Arrange the records below as a two-column CSV with the header instruction,output, one row per record, holding its text under instruction and its answer under output. Put every field in double quotes and turn any line breaks inside a field into spaces.
########################################
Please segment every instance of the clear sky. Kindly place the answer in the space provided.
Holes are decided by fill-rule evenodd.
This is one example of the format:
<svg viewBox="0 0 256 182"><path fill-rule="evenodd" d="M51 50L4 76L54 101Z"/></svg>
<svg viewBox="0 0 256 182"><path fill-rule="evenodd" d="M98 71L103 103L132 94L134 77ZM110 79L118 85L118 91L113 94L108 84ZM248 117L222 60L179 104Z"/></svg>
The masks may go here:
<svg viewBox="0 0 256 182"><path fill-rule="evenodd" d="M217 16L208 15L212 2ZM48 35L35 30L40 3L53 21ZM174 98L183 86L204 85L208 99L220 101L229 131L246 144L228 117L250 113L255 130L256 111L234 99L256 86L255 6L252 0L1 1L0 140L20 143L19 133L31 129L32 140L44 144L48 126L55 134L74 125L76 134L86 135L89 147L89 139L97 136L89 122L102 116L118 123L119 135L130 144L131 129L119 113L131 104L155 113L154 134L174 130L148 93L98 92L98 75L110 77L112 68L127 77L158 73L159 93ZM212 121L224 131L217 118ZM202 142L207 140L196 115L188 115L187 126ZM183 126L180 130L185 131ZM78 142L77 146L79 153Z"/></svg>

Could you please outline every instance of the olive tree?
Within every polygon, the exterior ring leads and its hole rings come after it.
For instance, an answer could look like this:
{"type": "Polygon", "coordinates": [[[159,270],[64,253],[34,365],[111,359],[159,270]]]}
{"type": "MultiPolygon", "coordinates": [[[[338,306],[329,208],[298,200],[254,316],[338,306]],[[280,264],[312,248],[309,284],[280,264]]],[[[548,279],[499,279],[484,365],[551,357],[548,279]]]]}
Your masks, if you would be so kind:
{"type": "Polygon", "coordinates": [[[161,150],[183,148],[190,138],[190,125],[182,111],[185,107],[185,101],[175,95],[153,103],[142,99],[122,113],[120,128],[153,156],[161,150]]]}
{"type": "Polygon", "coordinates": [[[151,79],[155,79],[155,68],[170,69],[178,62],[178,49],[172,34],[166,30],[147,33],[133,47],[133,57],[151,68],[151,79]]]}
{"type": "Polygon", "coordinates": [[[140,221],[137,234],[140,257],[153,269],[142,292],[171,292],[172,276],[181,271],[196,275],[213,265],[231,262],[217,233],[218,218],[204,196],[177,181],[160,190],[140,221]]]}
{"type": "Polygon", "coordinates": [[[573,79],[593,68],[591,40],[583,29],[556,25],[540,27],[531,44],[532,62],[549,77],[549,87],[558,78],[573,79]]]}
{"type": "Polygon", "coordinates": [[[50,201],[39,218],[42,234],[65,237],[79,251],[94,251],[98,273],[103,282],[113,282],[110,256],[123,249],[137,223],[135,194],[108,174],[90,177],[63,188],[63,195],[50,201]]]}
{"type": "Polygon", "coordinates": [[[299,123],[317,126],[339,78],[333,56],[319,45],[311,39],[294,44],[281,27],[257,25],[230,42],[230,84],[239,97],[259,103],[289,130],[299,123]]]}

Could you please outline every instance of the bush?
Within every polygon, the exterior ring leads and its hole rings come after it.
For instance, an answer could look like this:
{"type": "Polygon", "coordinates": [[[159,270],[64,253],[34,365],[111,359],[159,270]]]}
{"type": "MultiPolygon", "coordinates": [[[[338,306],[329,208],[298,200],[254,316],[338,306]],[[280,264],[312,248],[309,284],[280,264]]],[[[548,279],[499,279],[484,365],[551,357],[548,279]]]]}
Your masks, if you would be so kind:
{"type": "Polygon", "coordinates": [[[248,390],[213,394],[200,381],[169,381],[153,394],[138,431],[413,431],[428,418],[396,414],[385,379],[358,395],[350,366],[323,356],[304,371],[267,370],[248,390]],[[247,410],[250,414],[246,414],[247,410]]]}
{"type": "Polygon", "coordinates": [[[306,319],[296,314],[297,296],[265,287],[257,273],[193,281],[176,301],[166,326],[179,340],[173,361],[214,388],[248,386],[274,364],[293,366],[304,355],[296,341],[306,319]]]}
########################################
RESPONSE ::
instruction,output
"Please segment every instance of the clear sky. Kindly place the answer in the space provided. Holes are decided by fill-rule evenodd. This is one example of the format: <svg viewBox=""0 0 256 182""><path fill-rule=""evenodd"" d=""M51 50L4 76L54 101Z""/></svg> <svg viewBox=""0 0 256 182""><path fill-rule=""evenodd"" d=""M98 71L103 103L132 94L134 77ZM110 79L118 85L118 91L113 94L108 84ZM248 117L222 60L179 104Z""/></svg> The masks may go here:","<svg viewBox=""0 0 256 182""><path fill-rule=""evenodd"" d=""M217 16L208 15L212 2ZM48 35L35 30L40 3L53 21ZM174 98L183 86L204 85L208 99L220 101L229 131L246 144L228 117L250 113L255 130L256 111L234 99L256 86L255 6L252 0L1 1L0 140L20 143L19 133L31 129L32 140L44 144L48 126L55 134L74 125L76 134L86 135L89 147L89 139L97 136L89 122L102 116L118 123L119 135L130 144L131 129L119 113L131 104L155 113L154 134L174 130L148 93L98 92L98 75L110 77L112 68L127 77L158 73L159 93ZM212 121L224 131L217 118ZM202 142L207 140L196 115L188 115L187 126ZM183 126L180 130L185 131ZM78 142L77 146L79 153Z""/></svg>"
"Could you please outline every instance of the olive tree? Within every polygon, the exterior ring leads and its hole rings come after it. For instance, an answer could look like this: {""type"": ""Polygon"", ""coordinates"": [[[159,270],[64,253],[34,365],[111,359],[159,270]]]} {""type"": ""MultiPolygon"", ""coordinates"": [[[[338,306],[329,208],[298,200],[254,316],[338,306]],[[280,264],[312,248],[309,284],[280,264]]],[[[548,279],[499,279],[484,365],[551,357],[548,279]]]]} Your masks, if you would be so kind:","{""type"": ""Polygon"", ""coordinates"": [[[161,150],[183,148],[190,138],[190,125],[182,111],[185,107],[185,101],[175,95],[153,103],[142,99],[122,113],[120,128],[153,156],[161,150]]]} {""type"": ""Polygon"", ""coordinates"": [[[151,79],[155,79],[155,68],[170,69],[178,62],[178,49],[172,34],[166,30],[147,33],[133,47],[133,57],[151,68],[151,79]]]} {""type"": ""Polygon"", ""coordinates"": [[[140,221],[137,234],[140,257],[153,269],[142,292],[171,292],[172,276],[181,271],[196,275],[213,265],[231,262],[217,233],[218,218],[204,196],[177,181],[160,190],[140,221]]]} {""type"": ""Polygon"", ""coordinates"": [[[573,79],[593,68],[591,40],[583,29],[556,25],[540,27],[531,44],[532,62],[549,77],[549,87],[558,78],[573,79]]]} {""type"": ""Polygon"", ""coordinates"": [[[50,201],[39,218],[42,234],[65,237],[79,251],[94,251],[98,273],[103,282],[113,282],[110,256],[123,249],[137,223],[135,194],[108,174],[90,177],[63,188],[63,195],[50,201]]]} {""type"": ""Polygon"", ""coordinates"": [[[299,123],[317,126],[339,78],[333,56],[319,45],[311,39],[294,44],[281,27],[257,25],[230,42],[230,84],[239,97],[259,103],[289,130],[299,123]]]}"
"Could you please outline every instance of the bush? Within every polygon, the exterior ring leads and its hole rings come after it. For instance, an answer could look like this: {""type"": ""Polygon"", ""coordinates"": [[[159,270],[64,253],[34,365],[111,359],[159,270]]]} {""type"": ""MultiPolygon"", ""coordinates"": [[[[338,306],[329,208],[298,200],[254,316],[338,306]],[[280,264],[312,248],[309,284],[280,264]]],[[[548,279],[499,279],[484,365],[551,357],[548,279]]]]} Your masks, if you would be so kind:","{""type"": ""Polygon"", ""coordinates"": [[[248,390],[213,394],[200,381],[169,381],[153,394],[138,431],[413,431],[428,418],[396,414],[385,379],[358,395],[350,366],[323,356],[304,371],[267,370],[248,390]],[[247,410],[250,414],[246,414],[247,410]]]} {""type"": ""Polygon"", ""coordinates"": [[[306,319],[296,314],[297,296],[265,287],[257,273],[193,281],[176,301],[166,326],[179,340],[173,361],[214,388],[248,386],[274,364],[293,366],[304,355],[296,341],[306,319]]]}"